# 問題と課題
1 - 東京大空襲を歌った歌詞で、1945年3月10日に焼夷弾を落としたB29は何機とされていますか。
2 - 東京大空襲を歌った歌詞のうち、「君たちのお父さんやお母さんが、」から始めて「雨あられのように落とした。」まで続く部分を、一字も変えずに打ち直してください。
3 - 東京大空襲を歌った歌詞によれば、その日に焼け死んだ6年生が大勢いたのはなぜですか。1〜3文で説明してください。

いま この街に生きている君たち
【作詞】高岡 岑郷(しんごう)
【作曲】安藤 由布樹(ゆうき)
【MIDIデータ作成】そうちゃん
この街に生まれた君。
この街に育った君。
この街に移り住んだ君。
いま、この街に生きている君たち。
高層住宅が立ち並び、
高速道路がよぎり、
地下鉄が走りぬけるこの街に、
今、君たちはいる。
この街の昔。
君たちのお父さんやお母さんが、
今の君たちよりも
もっと小さいころ、
この街にあった出来事を、
君たちは知っているか。
この街にあった出来事を、
君たちは知っているか。
[セリフ]
あの日――1945年3月10日。
真夜中の午前0時8分から
B29という爆撃機が325機。
2時間半にわたって、
約20万発の焼夷弾を
雨あられのように落とした。
街は火の海となり、
わずか一夜のうちに、
百万人の人が家を焼かれ、
十万人もの人たちが焼け死んだ。
(ゴー、ゴー、ヒュルルルルー)
(間奏)
君たちと同じ小学生たちは、
戦火を逃れて学童疎開をしていたから、
助かった。
でも、
お父さんやお母さん、兄弟みんな死んで、
独りぼっちになった。
戻ってきたとき、
住む家がなくなってしまった子が
たくさんいた。
(間奏)
6年生は、卒業式を控えて
東京へ戻ってきていた。
だから、その日、
焼け死んだ子も大勢いた。
わずか、わずか、12歳、12歳だった。
(間奏)
いま、君たち。
お父さんやお母さんが、
あの日 焼け死んでいたら
君たちは、いま いない
お父さんやお母さんが、
あの日 焼け死んでいたら
君たちは、いま いない
お父さんやお母さんが、
あの日 焼け死んでいたら
君たちは、いま いない
お父さんとお母さんがいて、
君たちがいる。
その いのちの尊さを
心に刻み込んで生きてほしい。
この街にあった出来事。
東京大空襲――3月10日
3月10日 3月10日。
この日を忘れないでほしい。
忘れないでほしい。
忘れないでほしい。
(間奏)
この街に生まれた君。
この街に育った君。
この街に移り住んだ君。
いま、この街に生きている君たち。
いま、
この街で生きているみんなの
合言葉
いま、
この街で語り継がれてほしい
合言葉
ふたたび許すな、炎の街を!

# データ抜粋
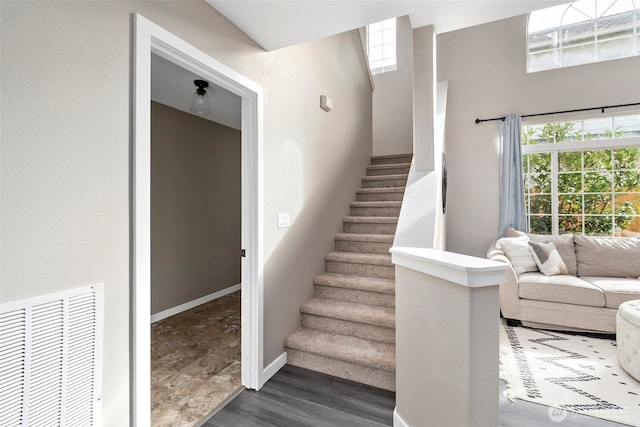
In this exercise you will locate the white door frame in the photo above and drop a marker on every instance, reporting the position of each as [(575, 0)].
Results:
[(150, 38)]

# 問題の解答
1 - 325機です。

2 -
君たちのお父さんやお母さんが、
今の君たちよりも
もっと小さいころ、
この街にあった出来事を、
君たちは知っているか。
この街にあった出来事を、
君たちは知っているか。
[セリフ]
あの日――1945年3月10日。
真夜中の午前0時8分から
B29という爆撃機が325機。
2時間半にわたって、
約20万発の焼夷弾を
雨あられのように落とした。

3 - 6年生は卒業式を控えて東京へ戻ってきていたため、その日に焼け死んだ子が大勢いました。